Given problem: Copy all of the records below word for word, leaving out the pictures.

Records from a pointing dataset
^^^^^^^^^^^^^^^^

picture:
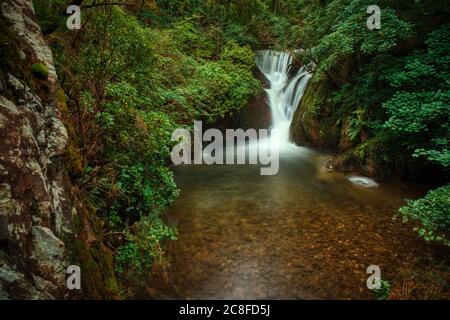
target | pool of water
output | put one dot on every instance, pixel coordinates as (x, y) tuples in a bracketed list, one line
[(305, 233)]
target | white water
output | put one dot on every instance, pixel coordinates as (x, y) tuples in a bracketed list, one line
[(284, 93)]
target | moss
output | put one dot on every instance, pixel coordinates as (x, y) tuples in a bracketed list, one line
[(98, 280), (39, 70), (314, 121)]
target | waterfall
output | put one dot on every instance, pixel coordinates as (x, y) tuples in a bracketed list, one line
[(284, 93)]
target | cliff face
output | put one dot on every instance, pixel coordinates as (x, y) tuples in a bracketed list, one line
[(44, 226)]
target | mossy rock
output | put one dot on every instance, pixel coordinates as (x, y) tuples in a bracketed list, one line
[(314, 123), (39, 70)]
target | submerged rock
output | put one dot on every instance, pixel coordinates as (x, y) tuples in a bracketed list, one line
[(362, 181)]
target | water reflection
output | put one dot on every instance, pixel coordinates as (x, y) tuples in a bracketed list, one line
[(304, 233)]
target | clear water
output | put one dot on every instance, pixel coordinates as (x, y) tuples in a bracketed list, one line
[(304, 233)]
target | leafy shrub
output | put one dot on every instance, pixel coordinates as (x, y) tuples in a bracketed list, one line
[(432, 212), (143, 247), (384, 291)]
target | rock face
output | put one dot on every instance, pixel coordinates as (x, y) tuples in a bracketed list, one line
[(313, 124), (38, 204)]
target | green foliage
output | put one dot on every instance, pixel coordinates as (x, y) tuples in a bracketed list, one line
[(143, 247), (39, 70), (419, 112), (384, 291), (432, 212)]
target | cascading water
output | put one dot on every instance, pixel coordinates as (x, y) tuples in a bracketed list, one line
[(284, 93)]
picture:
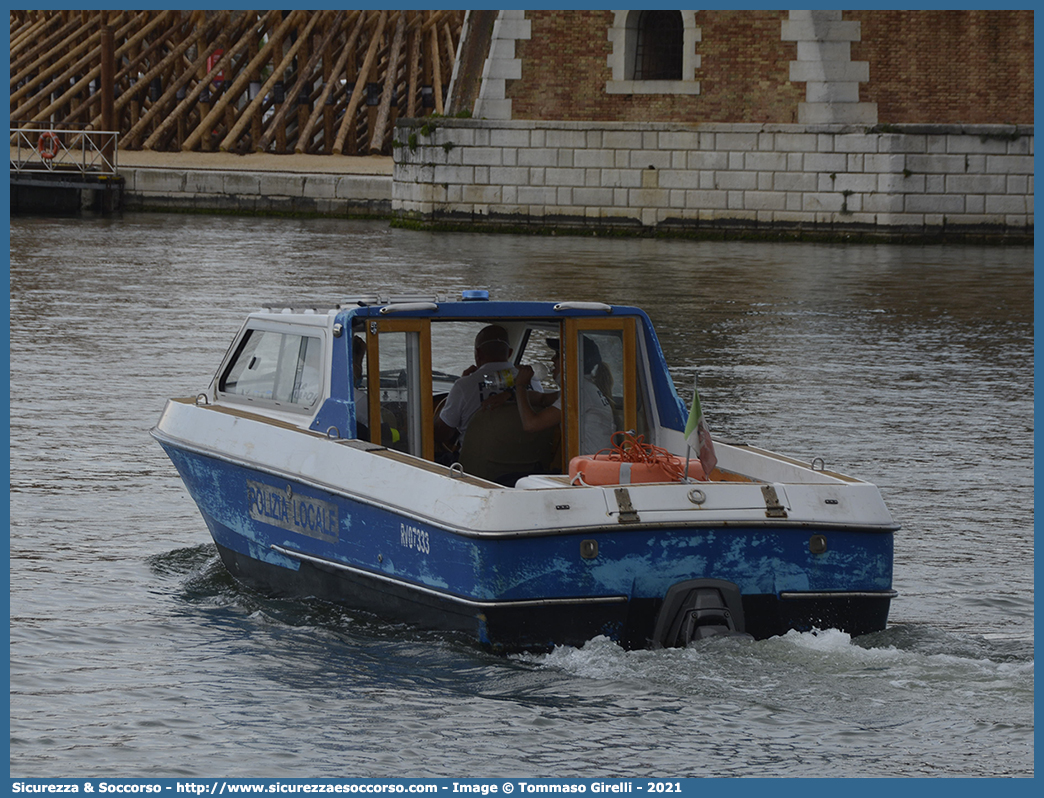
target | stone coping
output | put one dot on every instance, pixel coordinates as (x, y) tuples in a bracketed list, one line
[(911, 128), (291, 164)]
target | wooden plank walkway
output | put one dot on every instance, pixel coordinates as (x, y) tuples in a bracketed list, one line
[(299, 81)]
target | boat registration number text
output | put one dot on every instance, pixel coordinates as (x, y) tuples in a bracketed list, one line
[(283, 508), (410, 537)]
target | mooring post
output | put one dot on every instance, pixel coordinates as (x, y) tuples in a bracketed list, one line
[(108, 88)]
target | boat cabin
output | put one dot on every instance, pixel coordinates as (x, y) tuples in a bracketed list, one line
[(394, 361)]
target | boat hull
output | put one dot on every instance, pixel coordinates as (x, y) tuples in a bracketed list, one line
[(528, 590)]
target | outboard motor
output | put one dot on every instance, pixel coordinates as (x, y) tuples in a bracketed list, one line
[(696, 609)]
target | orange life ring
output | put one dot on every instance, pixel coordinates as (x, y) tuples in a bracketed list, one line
[(633, 461), (48, 145), (600, 469)]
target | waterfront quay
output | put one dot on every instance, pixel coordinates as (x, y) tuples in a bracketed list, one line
[(257, 183)]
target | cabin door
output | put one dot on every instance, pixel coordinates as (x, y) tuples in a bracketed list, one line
[(399, 360), (599, 373)]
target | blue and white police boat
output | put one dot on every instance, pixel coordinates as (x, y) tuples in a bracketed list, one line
[(313, 459)]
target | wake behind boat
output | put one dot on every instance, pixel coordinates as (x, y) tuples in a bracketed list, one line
[(411, 458)]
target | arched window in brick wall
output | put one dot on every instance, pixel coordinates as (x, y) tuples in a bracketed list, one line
[(658, 48), (654, 52)]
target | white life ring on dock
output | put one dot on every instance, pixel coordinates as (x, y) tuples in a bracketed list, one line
[(48, 145)]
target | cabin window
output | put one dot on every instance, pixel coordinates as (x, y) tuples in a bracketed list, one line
[(399, 364), (276, 367), (604, 385)]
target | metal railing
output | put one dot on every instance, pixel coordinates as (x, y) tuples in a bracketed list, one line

^^^^^^^^^^^^^^^^

Output for this exercise:
picture:
target | pool of water
output | put one dot on every instance, pixel coordinates as (x, y) tuples in a bracketed list, one line
[(305, 233)]
target | white water
output | put one dot on every instance, pixel coordinates as (x, y) tuples in a bracketed list, one line
[(284, 93)]
target | moss
output | put one dot on every instance, pixel coordinates as (x, y) tuples in a bracketed list, one line
[(98, 280), (39, 70), (314, 121)]
target | waterfall
output | put one dot on every instance, pixel coordinates as (x, y) tuples in a bracketed list, one line
[(284, 93)]
target | cliff face
output | put one dot on every instance, pixel coordinates as (x, y) tuples in a bracketed list, one line
[(44, 226)]
target | mossy rock
output | put one dot on every instance, pixel coordinates as (x, y) tuples in a bracketed list, one line
[(314, 123), (39, 70)]
target | submerged rock
output | put one dot on every instance, pixel coordinates as (x, y) tuples in a bracketed list, one line
[(362, 181)]
target | water reflection
output | put one dot on every instance, pixel coordinates as (x, y) tuples in a bracketed list, one line
[(304, 233)]
target | clear water
output | put one dot on every instance, pixel coordinates as (x, y) tuples in a bracketed list, one line
[(304, 233)]
target | leafy shrub
output | put one dot on every instance, pixel coordinates as (x, y) tuples in a bracketed list, one line
[(432, 212), (143, 247), (384, 291)]
target | rock face
output | put one dot on every instance, pixel coordinates as (x, y) tuples in a bracketed list, one line
[(313, 124), (38, 204)]
target | green foliage
output | put one dot on every instance, pixel coordinates as (x, y) tuples in a bracketed list, one line
[(143, 247), (39, 70), (419, 112), (384, 291), (432, 212)]
target | cascading water
output | put one dot on every instance, pixel coordinates as (x, y) tuples in a bracketed list, one line
[(284, 93)]
picture:
target | stone coping
output | put one dot on every instance, pixel coordinates as (x, y) tuples in a bracketed list, one line
[(911, 128), (291, 164)]
target | wooden plank walkway
output | put one dot on every instance, pixel coordinates as (x, y) tuples in a bracketed list, one line
[(299, 81)]
target | boat registration number text
output | put one dot on every instance, pixel coordinates as (x, y) tuples in a bracketed list, one line
[(283, 508), (410, 537)]
target | mooring post
output | put one dot on every instance, pixel coordinates as (x, y) tuples in a bracketed list, one line
[(108, 88)]
target | boat cabin
output | put one dot on every instance, pixel coordinates as (x, y) tuples in a bracketed list, one line
[(394, 361)]
target | boat hull
output | put one dot on every instance, pixel coordinates as (x, y) tuples in a bracketed list, one line
[(528, 590)]
target | outboard motor
output | put one dot on every instance, pixel coordinates as (x, y) tuples in a bracketed list, one line
[(696, 609)]
target | orange life ring
output | put one dot on every instance, pixel coordinates as (x, y) tuples in a bracketed list, one line
[(633, 461), (48, 145), (600, 469)]
target | waterfront quay
output | put one dot on every instance, pixel coordinates as (x, y) tuples in a bracketed list, one line
[(257, 183)]
target | cabin door
output | put one dot on every instance, pixel coordinates as (x, y) tuples in a bracketed list, one line
[(399, 360), (599, 373)]
target | blue and white police boat
output | put one dot on every instance, pixel coordinates as (x, y) tuples in a bracketed list, one line
[(313, 459)]
target | wake behind boat
output | put one dot on every instance, pixel coordinates as (x, y) tuples in a bracketed list, one line
[(411, 458)]
target | arched window in brick wall
output | put one dot on every instance, pixel coordinates as (x, y) tuples in a bracketed list, one line
[(658, 48), (654, 52)]
target | white life ring on dock
output | put one dot on every instance, pixel coordinates as (x, y) tuples in a bracketed list, one line
[(48, 145)]
target | cabin window
output | put one dot on every instance, pixel coordinates as (x, y) tuples in a bracketed list, one line
[(399, 364), (276, 367), (604, 385)]
target | metal railing
output | put one dot on every instance, pixel coordinates as (x, y) tuples in a bracketed list, one line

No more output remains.